◆ Directions: Of the lines below, write out exactly those from the line with "Exercise. Point out the pond in" through the line with "Exercise. Point out the pond water", both included, and skip the rest.

^^^^

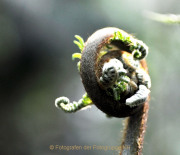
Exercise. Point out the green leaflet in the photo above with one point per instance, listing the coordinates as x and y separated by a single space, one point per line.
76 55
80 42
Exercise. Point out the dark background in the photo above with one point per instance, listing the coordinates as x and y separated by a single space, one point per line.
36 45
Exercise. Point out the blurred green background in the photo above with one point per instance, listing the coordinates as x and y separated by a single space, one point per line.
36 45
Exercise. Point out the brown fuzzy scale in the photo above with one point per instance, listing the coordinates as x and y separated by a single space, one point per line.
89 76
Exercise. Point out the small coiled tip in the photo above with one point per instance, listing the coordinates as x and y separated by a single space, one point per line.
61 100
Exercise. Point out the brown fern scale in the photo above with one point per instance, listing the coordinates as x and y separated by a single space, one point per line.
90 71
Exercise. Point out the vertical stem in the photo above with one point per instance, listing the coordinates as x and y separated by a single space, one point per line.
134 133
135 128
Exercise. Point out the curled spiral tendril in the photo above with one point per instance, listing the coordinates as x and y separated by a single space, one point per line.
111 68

^^^^

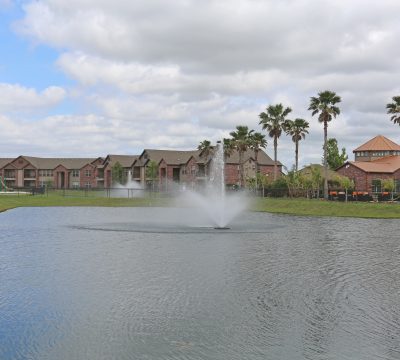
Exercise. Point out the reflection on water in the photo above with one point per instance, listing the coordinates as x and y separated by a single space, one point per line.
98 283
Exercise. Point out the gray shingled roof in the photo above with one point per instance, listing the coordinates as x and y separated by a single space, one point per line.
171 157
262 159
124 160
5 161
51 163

^^^^

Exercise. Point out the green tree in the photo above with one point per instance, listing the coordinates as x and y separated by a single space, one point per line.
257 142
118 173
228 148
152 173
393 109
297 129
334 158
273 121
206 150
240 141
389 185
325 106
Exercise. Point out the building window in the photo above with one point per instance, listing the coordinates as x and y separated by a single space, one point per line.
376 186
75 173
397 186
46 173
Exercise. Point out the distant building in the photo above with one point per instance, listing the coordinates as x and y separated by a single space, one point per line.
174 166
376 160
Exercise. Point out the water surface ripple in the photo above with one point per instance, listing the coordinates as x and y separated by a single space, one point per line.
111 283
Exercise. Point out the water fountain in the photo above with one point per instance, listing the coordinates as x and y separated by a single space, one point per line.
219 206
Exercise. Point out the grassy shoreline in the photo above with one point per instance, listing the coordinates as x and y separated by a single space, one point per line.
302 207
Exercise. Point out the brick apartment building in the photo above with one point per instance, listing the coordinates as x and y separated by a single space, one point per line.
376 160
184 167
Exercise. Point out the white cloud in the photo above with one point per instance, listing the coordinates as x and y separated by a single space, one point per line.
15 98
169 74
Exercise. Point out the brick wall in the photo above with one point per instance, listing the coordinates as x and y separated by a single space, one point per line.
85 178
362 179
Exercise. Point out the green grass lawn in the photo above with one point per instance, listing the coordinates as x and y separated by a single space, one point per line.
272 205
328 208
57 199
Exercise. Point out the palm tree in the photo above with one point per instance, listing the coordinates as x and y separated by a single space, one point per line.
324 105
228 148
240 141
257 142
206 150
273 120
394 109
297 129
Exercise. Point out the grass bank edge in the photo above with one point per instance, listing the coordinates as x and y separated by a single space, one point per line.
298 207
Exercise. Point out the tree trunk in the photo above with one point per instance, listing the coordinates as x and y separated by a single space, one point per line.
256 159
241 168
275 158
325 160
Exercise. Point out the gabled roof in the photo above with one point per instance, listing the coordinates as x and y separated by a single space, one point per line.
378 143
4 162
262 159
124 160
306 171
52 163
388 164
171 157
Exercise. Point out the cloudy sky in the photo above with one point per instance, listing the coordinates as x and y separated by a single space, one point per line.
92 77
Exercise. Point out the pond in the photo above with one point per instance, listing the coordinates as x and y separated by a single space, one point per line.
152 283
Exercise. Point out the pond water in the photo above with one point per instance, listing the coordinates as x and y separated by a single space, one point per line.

^^^^

◆ Solution for this exercise:
Exercise. Point out the pond in the photo above with one point per instance, listing the coordinates as x and y separated by a single space, one point per line.
152 283
Exercise. Point out the pond water in the photo above with one point per instance, listing the coordinates as x and y separated by a single space, one point per line.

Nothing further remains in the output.